### Short exercise
Retype the complete listing exactly as it appears.

● ● ● ● ● ● ●

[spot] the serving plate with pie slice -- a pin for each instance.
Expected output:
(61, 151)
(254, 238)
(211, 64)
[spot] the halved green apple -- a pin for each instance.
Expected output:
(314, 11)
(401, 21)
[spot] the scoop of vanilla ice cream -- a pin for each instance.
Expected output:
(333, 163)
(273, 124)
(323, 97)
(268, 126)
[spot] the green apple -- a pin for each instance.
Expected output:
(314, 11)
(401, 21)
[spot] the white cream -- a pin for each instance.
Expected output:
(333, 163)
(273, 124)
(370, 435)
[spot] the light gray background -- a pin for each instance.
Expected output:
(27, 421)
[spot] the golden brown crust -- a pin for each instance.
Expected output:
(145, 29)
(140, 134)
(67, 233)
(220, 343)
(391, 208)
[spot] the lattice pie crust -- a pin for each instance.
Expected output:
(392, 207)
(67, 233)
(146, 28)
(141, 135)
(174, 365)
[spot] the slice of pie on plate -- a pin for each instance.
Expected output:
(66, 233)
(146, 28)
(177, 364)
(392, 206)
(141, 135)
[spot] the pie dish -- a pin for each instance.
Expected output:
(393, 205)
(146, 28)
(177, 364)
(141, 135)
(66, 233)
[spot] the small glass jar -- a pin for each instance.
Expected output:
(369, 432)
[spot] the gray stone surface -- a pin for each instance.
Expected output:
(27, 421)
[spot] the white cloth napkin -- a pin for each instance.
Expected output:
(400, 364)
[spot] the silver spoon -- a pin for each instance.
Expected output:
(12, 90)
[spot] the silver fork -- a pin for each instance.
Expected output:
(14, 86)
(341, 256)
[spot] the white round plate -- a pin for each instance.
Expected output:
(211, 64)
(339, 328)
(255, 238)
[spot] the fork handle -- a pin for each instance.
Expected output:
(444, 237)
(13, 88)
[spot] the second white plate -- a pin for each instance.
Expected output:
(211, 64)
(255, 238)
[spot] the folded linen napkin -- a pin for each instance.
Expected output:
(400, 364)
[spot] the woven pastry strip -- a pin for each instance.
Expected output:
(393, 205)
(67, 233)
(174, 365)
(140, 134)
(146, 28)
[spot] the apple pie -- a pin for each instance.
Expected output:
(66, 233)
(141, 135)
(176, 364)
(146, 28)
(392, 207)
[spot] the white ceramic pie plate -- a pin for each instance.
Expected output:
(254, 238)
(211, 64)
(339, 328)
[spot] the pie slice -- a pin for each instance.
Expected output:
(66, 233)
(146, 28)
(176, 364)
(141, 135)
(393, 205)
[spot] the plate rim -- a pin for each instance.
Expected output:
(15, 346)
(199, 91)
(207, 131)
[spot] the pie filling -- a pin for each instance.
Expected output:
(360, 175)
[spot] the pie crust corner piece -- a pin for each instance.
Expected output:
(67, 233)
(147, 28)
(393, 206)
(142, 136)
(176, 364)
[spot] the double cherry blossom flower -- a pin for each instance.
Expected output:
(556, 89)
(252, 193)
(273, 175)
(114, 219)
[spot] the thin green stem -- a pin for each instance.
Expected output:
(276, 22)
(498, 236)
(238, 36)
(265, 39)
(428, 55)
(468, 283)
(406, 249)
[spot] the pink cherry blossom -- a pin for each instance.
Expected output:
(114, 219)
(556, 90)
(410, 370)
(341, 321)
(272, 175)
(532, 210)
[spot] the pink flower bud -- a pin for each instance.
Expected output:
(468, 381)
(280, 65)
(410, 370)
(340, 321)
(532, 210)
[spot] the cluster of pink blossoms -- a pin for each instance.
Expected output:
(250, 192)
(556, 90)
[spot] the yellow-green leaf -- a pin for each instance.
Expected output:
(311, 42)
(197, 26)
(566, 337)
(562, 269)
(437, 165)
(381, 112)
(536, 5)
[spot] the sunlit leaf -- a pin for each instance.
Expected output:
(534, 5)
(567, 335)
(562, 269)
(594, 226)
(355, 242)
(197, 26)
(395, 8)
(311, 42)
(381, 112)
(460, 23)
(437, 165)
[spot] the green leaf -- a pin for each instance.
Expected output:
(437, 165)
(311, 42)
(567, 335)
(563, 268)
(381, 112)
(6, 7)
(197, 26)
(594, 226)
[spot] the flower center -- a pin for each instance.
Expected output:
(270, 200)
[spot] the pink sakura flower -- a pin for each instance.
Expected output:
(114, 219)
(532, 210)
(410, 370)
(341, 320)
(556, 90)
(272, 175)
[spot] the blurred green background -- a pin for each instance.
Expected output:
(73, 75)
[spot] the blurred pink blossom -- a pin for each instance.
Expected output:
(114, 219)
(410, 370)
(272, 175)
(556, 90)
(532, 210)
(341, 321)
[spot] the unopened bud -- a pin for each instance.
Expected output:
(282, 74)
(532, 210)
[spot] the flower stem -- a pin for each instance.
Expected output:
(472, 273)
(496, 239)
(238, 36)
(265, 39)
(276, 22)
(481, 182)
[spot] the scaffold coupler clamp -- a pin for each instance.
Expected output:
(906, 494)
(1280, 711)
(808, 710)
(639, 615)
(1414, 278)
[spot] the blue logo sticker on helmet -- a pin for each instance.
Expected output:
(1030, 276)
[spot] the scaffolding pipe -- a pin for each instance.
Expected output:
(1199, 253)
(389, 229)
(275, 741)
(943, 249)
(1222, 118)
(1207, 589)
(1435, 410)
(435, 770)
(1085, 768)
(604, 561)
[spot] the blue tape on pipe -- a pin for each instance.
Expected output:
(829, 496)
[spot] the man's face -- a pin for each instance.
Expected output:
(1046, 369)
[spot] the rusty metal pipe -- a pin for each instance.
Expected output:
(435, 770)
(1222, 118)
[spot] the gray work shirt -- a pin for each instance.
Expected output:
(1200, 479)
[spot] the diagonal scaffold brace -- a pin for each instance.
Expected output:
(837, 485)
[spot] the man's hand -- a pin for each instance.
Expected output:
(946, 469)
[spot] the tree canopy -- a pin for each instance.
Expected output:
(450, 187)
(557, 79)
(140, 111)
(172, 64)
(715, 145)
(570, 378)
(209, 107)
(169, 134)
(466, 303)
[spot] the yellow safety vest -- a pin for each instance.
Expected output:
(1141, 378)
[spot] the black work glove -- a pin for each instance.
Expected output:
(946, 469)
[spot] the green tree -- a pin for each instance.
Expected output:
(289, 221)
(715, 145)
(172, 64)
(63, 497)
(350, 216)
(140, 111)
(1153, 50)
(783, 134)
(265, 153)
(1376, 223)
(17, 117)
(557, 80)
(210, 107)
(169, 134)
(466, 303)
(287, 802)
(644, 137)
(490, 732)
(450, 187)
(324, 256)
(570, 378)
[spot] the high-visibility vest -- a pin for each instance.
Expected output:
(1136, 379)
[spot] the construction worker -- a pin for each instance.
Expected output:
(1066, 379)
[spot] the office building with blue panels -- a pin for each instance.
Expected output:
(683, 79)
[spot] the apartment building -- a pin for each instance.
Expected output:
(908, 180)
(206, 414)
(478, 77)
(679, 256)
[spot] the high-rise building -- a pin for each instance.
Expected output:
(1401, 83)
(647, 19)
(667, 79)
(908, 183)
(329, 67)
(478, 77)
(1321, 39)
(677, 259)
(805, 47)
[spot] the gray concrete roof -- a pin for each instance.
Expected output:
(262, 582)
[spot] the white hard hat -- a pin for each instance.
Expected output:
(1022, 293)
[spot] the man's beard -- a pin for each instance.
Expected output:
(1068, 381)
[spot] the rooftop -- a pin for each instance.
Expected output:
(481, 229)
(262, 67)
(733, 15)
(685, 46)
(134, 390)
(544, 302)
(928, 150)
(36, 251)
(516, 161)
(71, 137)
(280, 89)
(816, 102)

● ● ● ● ● ● ●

### Completed exercise
[spot] the serving plate with pie slice -- a pin for each instance.
Expected output:
(61, 151)
(254, 238)
(211, 64)
[spot] the halved green apple -- a pin for each instance.
Expected output:
(314, 11)
(401, 21)
[spot] the scoop of vanilla ice cream -- a pin for each instance.
Expected output:
(333, 163)
(273, 124)
(323, 97)
(268, 126)
[spot] the green apple -- a pin for each instance.
Expected output:
(314, 11)
(401, 21)
[spot] the white cream -- a pin for each instance.
Expected output:
(333, 163)
(273, 124)
(370, 435)
[spot] the light gray background -- a pin for each instance.
Expected output:
(27, 421)
[spot] the golden brown crust -- a pin for each instance.
Expected output:
(145, 29)
(140, 134)
(67, 233)
(220, 343)
(391, 208)
[spot] the lattice pie crust -- a pin for each instance.
Expected output:
(392, 207)
(67, 233)
(146, 28)
(141, 135)
(174, 365)
[spot] the slice of pie on plate -- a pin for each instance.
Expected output:
(66, 233)
(146, 28)
(177, 364)
(392, 206)
(141, 135)
[spot] the pie dish -- a pin for each instance.
Expected output:
(393, 205)
(146, 28)
(177, 364)
(141, 135)
(66, 233)
[spot] the small glass jar -- a pin for each instance.
Expected output:
(369, 432)
[spot] the gray stone surface -- a pin for each instance.
Expected output:
(27, 421)
[spot] the white cloth napkin -- a pin for each instance.
Expected output:
(400, 364)
[spot] the silver spoon -- a pin for each instance.
Expected output:
(12, 90)
[spot] the silver fork -- a pin for each instance.
Expected output:
(14, 86)
(341, 256)
[spot] the white round plate -- a pin for each instance.
Expected output:
(211, 64)
(339, 328)
(255, 238)
[spot] the fork handle -- a pin for each instance.
Expected output:
(444, 237)
(13, 88)
[spot] the second white plate -- a pin for each instance.
Expected output:
(211, 64)
(255, 238)
[spot] the folded linen napkin -- a pin for each instance.
Expected output:
(400, 364)
[spot] the woven pastry strip -- a pin for each instance.
Expected output:
(393, 205)
(67, 233)
(174, 365)
(140, 134)
(146, 28)
[spot] the apple pie -- a pin for each instance.
Expected output:
(66, 233)
(141, 135)
(176, 364)
(146, 28)
(392, 207)
[spot] the white ceramic pie plate -- a pin for each instance.
Expected output:
(254, 238)
(211, 64)
(339, 328)
[spot] the pie slice -- a pin for each instance.
Expected output:
(66, 233)
(146, 28)
(176, 364)
(141, 135)
(393, 205)
[spot] the plate rim -- a pin for each instance.
Expected output:
(15, 346)
(199, 91)
(207, 131)
[spot] the pie filling -- a pin for each instance.
Expected output:
(360, 175)
[spot] the pie crust corner piece -- a pin for each instance.
Expected output:
(67, 233)
(147, 28)
(393, 206)
(142, 136)
(176, 364)
[spot] the double cherry blossom flower -- a pin for each instance.
Expected output:
(556, 89)
(252, 193)
(273, 175)
(114, 219)
[spot] the thin green stem -- a pin for each instance.
Expected output:
(276, 22)
(498, 236)
(238, 36)
(265, 39)
(428, 55)
(468, 283)
(406, 249)
[spot] the pink cherry blossom -- a pin for each instance.
Expected output:
(114, 219)
(556, 90)
(410, 370)
(341, 321)
(272, 175)
(532, 210)
[spot] the pink flower bud -- a pin for each instance.
Expected output:
(468, 381)
(280, 65)
(410, 370)
(340, 321)
(532, 210)
[spot] the cluster of pink blossoms -- a pin for each instance.
Expected output:
(250, 192)
(556, 90)
[spot] the yellow-green leaf -- a pin for each instance.
Expected output:
(311, 42)
(197, 26)
(566, 337)
(562, 269)
(437, 165)
(381, 112)
(536, 5)
[spot] the sunlit leaf -- a pin for each instance.
Expected output:
(534, 5)
(567, 335)
(562, 269)
(594, 226)
(355, 242)
(197, 26)
(395, 8)
(311, 42)
(381, 112)
(460, 23)
(437, 165)
[spot] the green leaf -- a pin for each instance.
Expected output:
(437, 165)
(311, 42)
(567, 335)
(563, 268)
(381, 112)
(6, 7)
(197, 26)
(594, 226)
[spot] the flower center -- a pin for each instance.
Expected output:
(270, 200)
[spot] the pink sakura flower -- a pin for each instance.
Expected output:
(114, 219)
(532, 210)
(410, 370)
(341, 320)
(556, 90)
(272, 175)
[spot] the blurred green background -- a pin for each instance.
Expected output:
(73, 75)
[spot] the blurred pink blossom -- a pin for each instance.
Expected output:
(114, 219)
(410, 370)
(272, 175)
(556, 90)
(532, 210)
(341, 321)
[spot] the unopened bud -- a pin for each instance.
Expected output:
(282, 74)
(532, 210)
[spot] the flower stem -- a pin for each instance.
Expected output:
(472, 273)
(496, 239)
(238, 36)
(265, 39)
(276, 22)
(481, 182)
[spot] the scaffold coupler clamp -- a pin for each instance.
Expected output:
(906, 494)
(1280, 711)
(808, 710)
(639, 615)
(1414, 278)
[spot] the blue logo sticker on helmet -- a pin for each instance.
Expected output:
(1030, 276)
[spot] the scaffolding pipe -- a pin for each instance.
Expected output:
(1199, 253)
(389, 229)
(275, 741)
(943, 249)
(1222, 118)
(1207, 589)
(1435, 410)
(435, 770)
(1085, 768)
(604, 561)
[spot] the blue tape on pipe -- a pin for each instance.
Expected output:
(829, 496)
[spot] the man's face -- a pin for each instance.
Expected output:
(1046, 369)
[spot] the rusty metal pipe -- a pin for each instance.
Expected output:
(435, 770)
(1222, 118)
[spot] the gray work shirt -- a pin for each instance.
Expected output:
(1200, 479)
[spot] the diagonal scaffold brace -- a pin for each instance.
Expected output:
(837, 485)
[spot] the man's hand -- a pin for each instance.
Expected output:
(946, 469)
[spot] the tree canopy -- a pin for each instance.
Expected output:
(450, 187)
(557, 79)
(140, 111)
(172, 64)
(715, 145)
(570, 378)
(209, 107)
(169, 134)
(466, 303)
[spot] the yellow safety vest -- a pin for each instance.
Expected output:
(1141, 378)
[spot] the black work glove -- a pin for each instance.
Expected output:
(946, 469)
[spot] the green tree -- a pin for each instance.
Expected output:
(289, 221)
(715, 145)
(172, 64)
(63, 497)
(350, 216)
(140, 111)
(1153, 50)
(783, 134)
(265, 153)
(1376, 223)
(17, 117)
(557, 80)
(210, 107)
(169, 134)
(466, 303)
(287, 802)
(644, 137)
(490, 732)
(450, 187)
(324, 256)
(570, 378)
[spot] the high-visibility vest -- a pin for each instance.
Expected output:
(1136, 379)
[spot] the construction worker -- a pin for each instance.
Expected output:
(1066, 379)
[spot] the office building with blue panels -- a pin for each instance.
Expected output:
(683, 79)
[spot] the apartment building -- a pin for each instance.
Expected output:
(908, 180)
(206, 414)
(478, 77)
(679, 256)
[spot] the high-rise building -- a pin for each instance.
Expected output:
(1401, 83)
(647, 19)
(667, 79)
(908, 183)
(329, 67)
(478, 77)
(1321, 39)
(677, 259)
(805, 47)
[spot] the gray concrete roof -- a pin for each instance.
Expected output:
(262, 582)
[spot] the white hard hat -- a pin for each instance.
Expected output:
(1022, 293)
[spot] the man's beard -- a pin for each instance.
Expected output:
(1068, 381)
[spot] the rooftop -- a pin for each instance.
Expected output:
(481, 229)
(262, 67)
(733, 15)
(685, 46)
(134, 390)
(544, 302)
(928, 150)
(36, 251)
(516, 161)
(71, 137)
(280, 89)
(816, 102)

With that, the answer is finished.